◆ TASK OBJECTIVE
Consider the listing below. Extract exactly the lines from the line containing "Where can you see the woman's" to the line containing "Where can you see the wooden", both included.

——

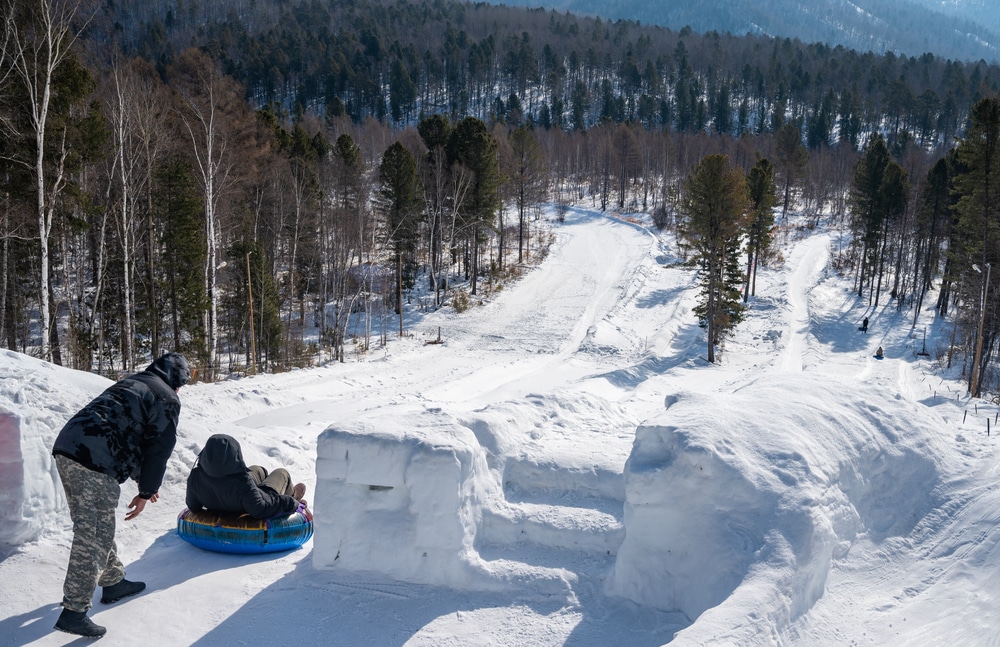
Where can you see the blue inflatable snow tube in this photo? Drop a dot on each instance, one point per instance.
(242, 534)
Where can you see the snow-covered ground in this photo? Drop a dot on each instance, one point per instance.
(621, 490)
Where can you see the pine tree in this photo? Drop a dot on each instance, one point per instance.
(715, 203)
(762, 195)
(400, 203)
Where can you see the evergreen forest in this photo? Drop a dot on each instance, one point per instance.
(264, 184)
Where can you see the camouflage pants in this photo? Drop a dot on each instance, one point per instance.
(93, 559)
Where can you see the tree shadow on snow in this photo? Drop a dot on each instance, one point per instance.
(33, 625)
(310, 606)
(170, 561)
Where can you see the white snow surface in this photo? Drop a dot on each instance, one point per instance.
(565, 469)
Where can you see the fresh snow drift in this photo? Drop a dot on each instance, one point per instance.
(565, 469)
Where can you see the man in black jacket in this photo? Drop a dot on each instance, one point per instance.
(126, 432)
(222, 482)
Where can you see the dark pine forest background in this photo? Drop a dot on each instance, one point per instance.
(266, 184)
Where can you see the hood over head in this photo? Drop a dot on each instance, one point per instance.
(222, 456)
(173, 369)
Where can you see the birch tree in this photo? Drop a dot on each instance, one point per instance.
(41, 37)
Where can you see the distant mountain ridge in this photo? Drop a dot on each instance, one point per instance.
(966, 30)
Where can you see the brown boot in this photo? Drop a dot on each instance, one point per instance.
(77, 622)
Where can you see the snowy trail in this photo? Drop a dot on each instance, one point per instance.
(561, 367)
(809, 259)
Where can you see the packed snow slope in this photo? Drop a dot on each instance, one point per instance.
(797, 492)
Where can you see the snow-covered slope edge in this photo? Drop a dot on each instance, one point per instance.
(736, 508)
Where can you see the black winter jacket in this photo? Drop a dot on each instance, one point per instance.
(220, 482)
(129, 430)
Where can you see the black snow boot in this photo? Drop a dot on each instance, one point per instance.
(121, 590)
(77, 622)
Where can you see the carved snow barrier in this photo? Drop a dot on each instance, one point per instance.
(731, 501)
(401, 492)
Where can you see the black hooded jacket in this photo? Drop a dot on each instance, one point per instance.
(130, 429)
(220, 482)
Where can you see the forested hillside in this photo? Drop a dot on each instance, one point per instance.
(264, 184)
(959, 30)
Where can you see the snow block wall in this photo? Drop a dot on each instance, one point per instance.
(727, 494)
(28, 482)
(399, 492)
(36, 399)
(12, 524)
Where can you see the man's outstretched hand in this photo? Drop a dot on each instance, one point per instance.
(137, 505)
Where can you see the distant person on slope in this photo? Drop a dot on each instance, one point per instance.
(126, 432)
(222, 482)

——

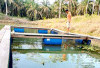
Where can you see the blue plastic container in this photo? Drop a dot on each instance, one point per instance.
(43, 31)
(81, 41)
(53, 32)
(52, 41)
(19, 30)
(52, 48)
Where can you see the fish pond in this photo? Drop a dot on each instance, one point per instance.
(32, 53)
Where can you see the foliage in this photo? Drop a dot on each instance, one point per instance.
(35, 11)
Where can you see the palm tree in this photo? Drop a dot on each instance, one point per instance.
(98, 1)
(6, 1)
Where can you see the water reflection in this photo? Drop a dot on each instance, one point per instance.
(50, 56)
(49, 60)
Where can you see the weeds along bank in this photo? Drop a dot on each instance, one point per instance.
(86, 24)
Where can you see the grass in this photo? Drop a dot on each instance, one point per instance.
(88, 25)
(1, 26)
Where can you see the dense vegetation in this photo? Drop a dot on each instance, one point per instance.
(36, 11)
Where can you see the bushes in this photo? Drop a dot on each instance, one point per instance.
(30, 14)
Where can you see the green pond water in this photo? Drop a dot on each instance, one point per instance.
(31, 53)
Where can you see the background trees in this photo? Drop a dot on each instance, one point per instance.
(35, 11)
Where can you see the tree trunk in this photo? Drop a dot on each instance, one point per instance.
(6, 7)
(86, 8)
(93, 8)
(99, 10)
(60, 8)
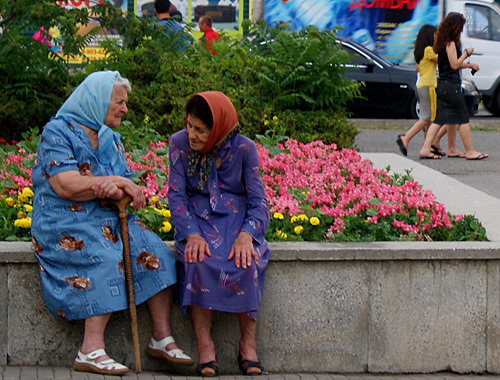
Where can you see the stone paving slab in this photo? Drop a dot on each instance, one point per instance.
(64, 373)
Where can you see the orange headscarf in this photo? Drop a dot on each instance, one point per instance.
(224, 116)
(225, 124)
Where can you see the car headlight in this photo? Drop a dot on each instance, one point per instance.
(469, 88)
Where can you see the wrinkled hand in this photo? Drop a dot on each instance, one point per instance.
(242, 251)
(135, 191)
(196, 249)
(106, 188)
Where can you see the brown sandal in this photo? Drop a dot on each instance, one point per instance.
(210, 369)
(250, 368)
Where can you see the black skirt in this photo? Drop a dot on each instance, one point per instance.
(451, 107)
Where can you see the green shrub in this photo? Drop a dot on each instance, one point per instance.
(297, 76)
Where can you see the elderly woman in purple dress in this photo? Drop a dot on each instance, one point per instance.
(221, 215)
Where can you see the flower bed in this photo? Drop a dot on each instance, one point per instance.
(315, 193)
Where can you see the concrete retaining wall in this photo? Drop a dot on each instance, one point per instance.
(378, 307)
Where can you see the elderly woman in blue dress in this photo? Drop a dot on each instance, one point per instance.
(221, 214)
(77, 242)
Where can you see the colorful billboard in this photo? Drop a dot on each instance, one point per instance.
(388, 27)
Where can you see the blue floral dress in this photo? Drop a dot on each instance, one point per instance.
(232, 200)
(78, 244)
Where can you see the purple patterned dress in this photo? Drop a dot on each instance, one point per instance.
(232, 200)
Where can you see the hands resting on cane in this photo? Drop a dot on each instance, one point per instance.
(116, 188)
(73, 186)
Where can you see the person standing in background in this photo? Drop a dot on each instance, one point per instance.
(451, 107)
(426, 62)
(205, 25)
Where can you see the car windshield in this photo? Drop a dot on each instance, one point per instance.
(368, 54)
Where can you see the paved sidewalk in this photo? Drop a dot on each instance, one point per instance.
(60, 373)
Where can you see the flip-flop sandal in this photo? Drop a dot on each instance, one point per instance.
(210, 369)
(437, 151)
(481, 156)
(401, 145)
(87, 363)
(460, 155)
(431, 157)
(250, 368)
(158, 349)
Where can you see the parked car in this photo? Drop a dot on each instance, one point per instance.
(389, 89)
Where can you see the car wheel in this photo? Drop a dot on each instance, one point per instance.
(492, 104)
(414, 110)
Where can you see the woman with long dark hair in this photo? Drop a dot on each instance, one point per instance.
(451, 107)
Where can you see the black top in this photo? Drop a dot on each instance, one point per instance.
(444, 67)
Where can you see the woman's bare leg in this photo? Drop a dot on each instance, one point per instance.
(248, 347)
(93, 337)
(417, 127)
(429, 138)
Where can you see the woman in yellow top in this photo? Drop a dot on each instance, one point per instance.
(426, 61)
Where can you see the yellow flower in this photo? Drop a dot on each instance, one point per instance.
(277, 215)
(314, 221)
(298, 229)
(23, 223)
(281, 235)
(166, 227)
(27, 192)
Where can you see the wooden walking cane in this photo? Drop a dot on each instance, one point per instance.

——

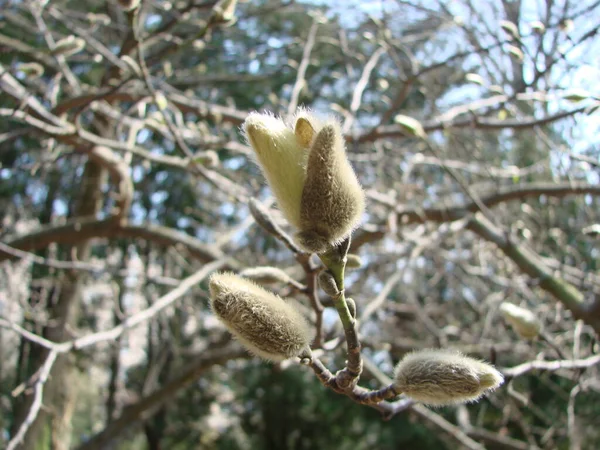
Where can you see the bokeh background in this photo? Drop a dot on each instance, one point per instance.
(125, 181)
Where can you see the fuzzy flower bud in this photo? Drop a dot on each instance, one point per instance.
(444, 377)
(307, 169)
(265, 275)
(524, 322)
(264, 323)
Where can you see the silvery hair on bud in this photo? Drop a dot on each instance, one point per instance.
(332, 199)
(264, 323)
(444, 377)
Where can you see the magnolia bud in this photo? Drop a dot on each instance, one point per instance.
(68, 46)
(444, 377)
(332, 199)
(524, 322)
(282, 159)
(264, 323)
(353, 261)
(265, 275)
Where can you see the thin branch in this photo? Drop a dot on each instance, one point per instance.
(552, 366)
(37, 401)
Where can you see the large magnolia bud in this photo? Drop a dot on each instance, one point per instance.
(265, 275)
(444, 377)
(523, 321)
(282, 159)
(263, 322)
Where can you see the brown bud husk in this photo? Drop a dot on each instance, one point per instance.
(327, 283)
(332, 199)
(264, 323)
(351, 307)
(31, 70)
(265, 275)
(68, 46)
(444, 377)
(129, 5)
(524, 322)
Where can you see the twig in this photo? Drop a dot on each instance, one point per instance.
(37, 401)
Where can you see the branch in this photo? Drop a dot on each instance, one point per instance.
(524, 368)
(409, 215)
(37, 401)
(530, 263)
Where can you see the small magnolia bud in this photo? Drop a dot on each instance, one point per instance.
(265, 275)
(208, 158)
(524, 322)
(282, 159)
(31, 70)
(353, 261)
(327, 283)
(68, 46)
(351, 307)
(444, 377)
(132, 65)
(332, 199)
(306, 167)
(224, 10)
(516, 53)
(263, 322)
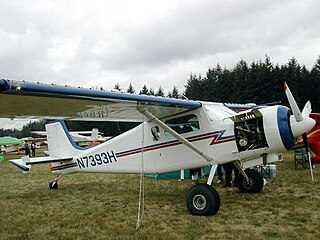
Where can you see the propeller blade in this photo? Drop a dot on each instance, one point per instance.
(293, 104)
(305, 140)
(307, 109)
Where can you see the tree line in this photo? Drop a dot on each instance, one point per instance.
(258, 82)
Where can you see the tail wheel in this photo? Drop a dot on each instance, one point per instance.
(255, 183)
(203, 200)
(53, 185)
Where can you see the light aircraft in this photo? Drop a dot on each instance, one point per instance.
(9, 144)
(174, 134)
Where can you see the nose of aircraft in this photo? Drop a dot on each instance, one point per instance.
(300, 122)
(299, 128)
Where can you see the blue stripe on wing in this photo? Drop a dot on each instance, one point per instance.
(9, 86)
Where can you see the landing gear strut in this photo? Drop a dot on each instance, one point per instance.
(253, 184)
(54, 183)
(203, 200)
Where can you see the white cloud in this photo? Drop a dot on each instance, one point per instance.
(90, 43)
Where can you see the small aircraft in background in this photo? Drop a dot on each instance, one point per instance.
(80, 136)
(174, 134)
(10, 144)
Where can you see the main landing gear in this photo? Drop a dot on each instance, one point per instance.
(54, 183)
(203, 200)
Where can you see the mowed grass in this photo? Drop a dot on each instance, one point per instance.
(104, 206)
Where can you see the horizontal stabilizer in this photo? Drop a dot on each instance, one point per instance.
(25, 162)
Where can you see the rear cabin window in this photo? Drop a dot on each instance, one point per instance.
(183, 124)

——

◆ THE COMPLETED TASK
Where can you see the woman's bare leg in this photo? Drop a dot on each instance, one point per instance.
(248, 347)
(93, 337)
(417, 127)
(429, 138)
Where can you see the woman in yellow top in this photo? Drop a dot on each instance, one point per instance.
(426, 61)
Where can you see the yellow flower in this photo? Drop a dot on each instance, one point per instance.
(277, 215)
(314, 221)
(298, 229)
(23, 223)
(281, 235)
(166, 227)
(27, 192)
Where can you see the wooden walking cane in this photo? Drop a dot on each instance, one point per instance.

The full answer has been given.